→ TASK GOAL: Reproduce every line of the items from the line containing "like [[347, 324]]." through the line containing "[[902, 457]]", including both of those lines. Shift each point coordinate in the answers by adding 97, and leave all other numbers as they are.
___ SOURCE MATERIAL ___
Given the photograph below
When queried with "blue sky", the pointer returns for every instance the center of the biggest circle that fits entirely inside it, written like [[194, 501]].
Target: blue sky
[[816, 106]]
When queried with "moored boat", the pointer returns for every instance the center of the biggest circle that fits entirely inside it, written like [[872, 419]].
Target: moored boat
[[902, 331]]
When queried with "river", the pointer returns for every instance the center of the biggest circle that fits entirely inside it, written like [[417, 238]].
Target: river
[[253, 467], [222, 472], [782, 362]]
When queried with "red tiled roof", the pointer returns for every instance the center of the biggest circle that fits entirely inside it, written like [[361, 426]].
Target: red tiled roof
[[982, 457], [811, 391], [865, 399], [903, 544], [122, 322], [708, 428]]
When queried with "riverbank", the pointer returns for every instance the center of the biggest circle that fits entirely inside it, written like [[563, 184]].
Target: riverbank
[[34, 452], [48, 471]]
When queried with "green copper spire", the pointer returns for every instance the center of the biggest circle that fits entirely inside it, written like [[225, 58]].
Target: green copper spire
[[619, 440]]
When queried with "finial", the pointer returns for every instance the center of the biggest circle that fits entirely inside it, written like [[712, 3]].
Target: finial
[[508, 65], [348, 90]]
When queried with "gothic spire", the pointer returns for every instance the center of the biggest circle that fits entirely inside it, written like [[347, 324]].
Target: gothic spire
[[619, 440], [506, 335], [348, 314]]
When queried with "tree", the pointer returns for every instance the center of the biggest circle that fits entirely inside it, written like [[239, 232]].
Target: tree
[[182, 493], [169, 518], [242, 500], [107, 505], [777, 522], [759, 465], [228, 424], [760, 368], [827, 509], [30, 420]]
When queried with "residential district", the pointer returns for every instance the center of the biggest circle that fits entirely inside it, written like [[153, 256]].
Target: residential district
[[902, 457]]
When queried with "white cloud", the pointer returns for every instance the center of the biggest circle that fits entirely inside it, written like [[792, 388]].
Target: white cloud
___
→ EXERCISE OUTPUT:
When queried with "gothic spire", the pointer returns for every instance the center of the biggest circle that fits entirely inside it, written like [[347, 324]].
Target: gothic spire
[[716, 537], [603, 432], [445, 411]]
When queried with "tree", the pointer returns for every instance the center of the biggest circle that fits entirely inside it, written like [[239, 232]].
Target: tree
[[279, 590], [266, 615], [339, 597], [204, 602], [874, 619], [856, 562], [325, 521], [857, 465], [924, 606], [127, 517]]
When queried with "residential district", the pointer returns for every instance the center of the biggest circle that fits entirely inside it, written like [[153, 256]].
Target: residential district
[[999, 554]]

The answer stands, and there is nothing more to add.